§ **WORK TO COMPLETE**: Rescale only the part of the data that opens with the line containing "as in [406,310]." and closes at the end of the data, writing out every line, requests included. Multiply each coordinate in the answers by 2.6 and round to whole numbers, halves up, leaving the requests and their sample pairs unchanged.

§ **INPUT DATA**:
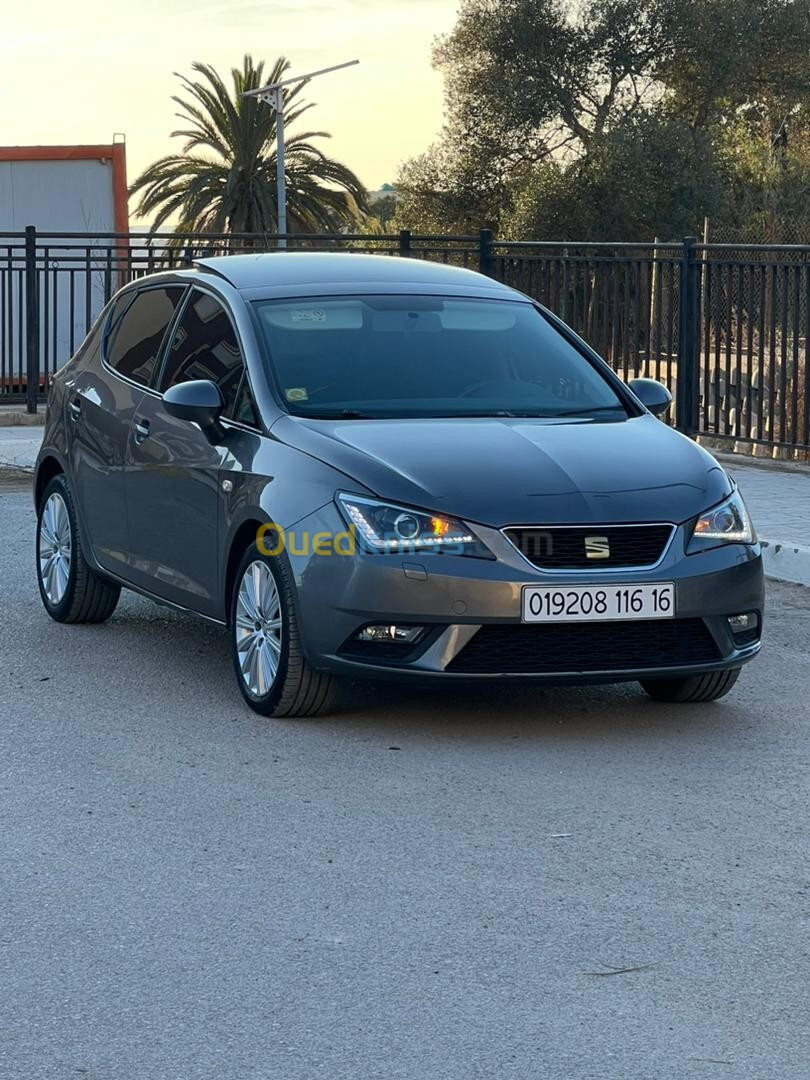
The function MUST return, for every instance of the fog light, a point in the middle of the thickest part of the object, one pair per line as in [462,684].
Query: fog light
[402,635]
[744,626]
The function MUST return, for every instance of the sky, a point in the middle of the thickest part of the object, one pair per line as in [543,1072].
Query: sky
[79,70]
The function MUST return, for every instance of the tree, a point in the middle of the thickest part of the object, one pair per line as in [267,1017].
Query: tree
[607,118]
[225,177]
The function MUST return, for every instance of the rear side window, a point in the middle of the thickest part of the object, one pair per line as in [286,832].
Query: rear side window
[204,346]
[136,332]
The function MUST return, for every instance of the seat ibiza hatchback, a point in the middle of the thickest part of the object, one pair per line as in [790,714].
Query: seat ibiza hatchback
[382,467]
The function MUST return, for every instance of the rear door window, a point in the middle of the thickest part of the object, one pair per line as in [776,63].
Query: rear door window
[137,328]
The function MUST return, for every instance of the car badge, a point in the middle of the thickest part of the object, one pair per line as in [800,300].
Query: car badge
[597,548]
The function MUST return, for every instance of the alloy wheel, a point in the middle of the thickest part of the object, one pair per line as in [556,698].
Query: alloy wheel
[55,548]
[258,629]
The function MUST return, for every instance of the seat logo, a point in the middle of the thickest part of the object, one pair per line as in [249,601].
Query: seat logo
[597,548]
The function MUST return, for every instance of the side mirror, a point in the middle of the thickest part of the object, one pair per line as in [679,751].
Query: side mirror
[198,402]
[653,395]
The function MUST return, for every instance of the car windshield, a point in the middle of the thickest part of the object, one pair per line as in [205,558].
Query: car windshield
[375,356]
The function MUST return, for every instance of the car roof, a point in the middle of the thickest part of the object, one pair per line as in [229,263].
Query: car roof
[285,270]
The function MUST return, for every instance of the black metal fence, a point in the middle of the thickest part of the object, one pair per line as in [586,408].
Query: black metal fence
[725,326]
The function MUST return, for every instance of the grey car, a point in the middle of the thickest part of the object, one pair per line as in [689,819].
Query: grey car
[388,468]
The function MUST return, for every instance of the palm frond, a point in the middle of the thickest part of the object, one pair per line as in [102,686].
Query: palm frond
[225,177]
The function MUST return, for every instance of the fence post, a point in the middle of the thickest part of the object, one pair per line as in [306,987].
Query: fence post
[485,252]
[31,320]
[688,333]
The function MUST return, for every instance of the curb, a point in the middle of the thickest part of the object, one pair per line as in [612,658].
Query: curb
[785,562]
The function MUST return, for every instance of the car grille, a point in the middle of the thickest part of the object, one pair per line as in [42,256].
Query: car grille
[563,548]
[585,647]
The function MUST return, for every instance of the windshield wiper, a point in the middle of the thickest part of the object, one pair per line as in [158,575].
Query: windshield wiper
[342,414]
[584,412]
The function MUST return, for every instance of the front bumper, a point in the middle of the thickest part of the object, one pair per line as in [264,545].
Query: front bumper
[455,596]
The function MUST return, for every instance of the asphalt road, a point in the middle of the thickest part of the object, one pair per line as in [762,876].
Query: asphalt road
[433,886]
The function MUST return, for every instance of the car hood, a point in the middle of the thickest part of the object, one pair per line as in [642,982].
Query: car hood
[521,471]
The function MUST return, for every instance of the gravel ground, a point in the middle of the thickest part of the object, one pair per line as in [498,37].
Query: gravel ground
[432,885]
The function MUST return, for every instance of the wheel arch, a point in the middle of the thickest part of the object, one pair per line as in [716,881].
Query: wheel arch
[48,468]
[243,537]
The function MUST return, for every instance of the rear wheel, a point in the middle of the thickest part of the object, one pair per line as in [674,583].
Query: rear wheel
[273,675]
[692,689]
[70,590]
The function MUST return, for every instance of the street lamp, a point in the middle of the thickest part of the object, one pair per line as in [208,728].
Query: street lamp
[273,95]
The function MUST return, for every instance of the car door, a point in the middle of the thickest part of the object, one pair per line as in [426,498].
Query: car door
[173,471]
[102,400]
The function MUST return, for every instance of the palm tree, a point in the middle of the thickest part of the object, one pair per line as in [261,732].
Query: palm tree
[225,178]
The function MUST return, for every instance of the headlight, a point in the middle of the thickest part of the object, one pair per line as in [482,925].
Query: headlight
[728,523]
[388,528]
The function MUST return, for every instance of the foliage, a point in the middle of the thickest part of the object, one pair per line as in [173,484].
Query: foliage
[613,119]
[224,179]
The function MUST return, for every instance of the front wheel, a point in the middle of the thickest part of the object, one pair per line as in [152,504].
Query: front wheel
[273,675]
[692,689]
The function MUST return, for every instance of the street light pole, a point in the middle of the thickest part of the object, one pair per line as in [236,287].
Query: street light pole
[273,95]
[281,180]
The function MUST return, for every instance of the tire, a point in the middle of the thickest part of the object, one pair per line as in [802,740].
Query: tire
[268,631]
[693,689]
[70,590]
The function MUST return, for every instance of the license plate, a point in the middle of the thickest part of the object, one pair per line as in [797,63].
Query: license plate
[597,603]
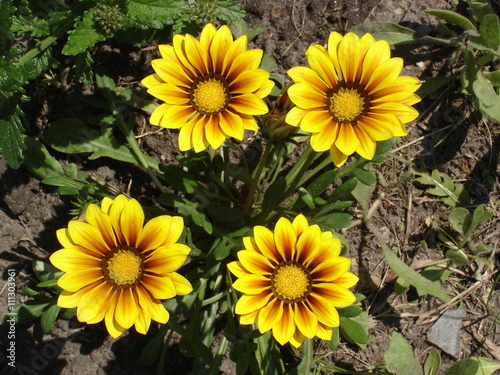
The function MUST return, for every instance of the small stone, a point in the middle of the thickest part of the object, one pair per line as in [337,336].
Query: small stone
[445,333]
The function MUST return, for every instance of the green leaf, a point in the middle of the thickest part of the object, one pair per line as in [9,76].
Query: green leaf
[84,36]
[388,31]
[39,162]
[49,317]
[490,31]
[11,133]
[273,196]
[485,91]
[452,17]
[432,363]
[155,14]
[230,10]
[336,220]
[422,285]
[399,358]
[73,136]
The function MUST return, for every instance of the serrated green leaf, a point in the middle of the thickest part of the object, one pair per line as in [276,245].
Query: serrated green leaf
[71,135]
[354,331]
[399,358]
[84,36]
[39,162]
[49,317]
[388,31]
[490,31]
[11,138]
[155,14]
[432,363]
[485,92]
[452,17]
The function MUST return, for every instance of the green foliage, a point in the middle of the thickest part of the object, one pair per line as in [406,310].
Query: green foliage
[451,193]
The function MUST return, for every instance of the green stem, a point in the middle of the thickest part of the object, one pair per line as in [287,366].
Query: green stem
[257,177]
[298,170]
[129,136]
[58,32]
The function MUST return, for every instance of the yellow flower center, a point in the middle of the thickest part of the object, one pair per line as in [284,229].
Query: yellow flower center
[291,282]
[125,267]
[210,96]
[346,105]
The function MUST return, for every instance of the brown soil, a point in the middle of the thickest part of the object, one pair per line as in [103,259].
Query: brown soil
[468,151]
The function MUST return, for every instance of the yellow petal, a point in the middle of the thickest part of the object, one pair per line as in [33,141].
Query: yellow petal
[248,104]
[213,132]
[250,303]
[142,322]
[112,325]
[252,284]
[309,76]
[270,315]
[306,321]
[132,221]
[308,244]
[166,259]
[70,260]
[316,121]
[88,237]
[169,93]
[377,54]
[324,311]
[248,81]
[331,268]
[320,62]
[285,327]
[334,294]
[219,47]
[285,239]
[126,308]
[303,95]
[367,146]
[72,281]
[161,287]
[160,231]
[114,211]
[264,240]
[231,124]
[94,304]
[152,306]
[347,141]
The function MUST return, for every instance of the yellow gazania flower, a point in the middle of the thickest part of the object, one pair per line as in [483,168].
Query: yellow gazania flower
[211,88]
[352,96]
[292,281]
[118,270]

§ **RESPONSE**:
The function MUST return, for every instance of the green foliage, a point in the middle of the thickest part of the object, one pair per line as in [406,310].
Query: green foliage
[1173,502]
The function MUST return, for every instance of the green stem, a point in the middle of the thickest part of the object, one pair per line as in [287,366].
Query: green stem
[668,460]
[775,442]
[335,354]
[151,83]
The function MUST return, for every instance of the yellow flower center, a point in the middle of the thickest part of the object, one pair per line as in [284,229].
Query: yellow flower center
[757,733]
[325,694]
[546,250]
[900,273]
The function MUST return, for every instance of the brown soil, a point in the middle of the thickest part of the object, one pair per line as in [103,259].
Query: brown soil
[1217,393]
The function MUST return, for every instance of the yellow petal, a point in the middle of the thickest part of the object, one pair per line as in [33,141].
Query: yellow petal
[645,270]
[554,343]
[650,788]
[369,837]
[291,845]
[655,738]
[803,198]
[702,819]
[796,835]
[343,575]
[801,634]
[432,673]
[182,676]
[822,315]
[229,616]
[439,242]
[980,140]
[842,809]
[645,211]
[861,697]
[832,161]
[741,850]
[868,764]
[569,122]
[741,621]
[328,801]
[788,247]
[954,380]
[187,731]
[419,746]
[416,601]
[296,549]
[686,624]
[601,322]
[244,790]
[395,796]
[902,367]
The function MUST return, for every instance of the yellow gazania flower, a point in the middle of the thickest part of the object, one pair per line as in [483,168].
Query: yellow gazania flower
[549,229]
[915,250]
[759,731]
[307,702]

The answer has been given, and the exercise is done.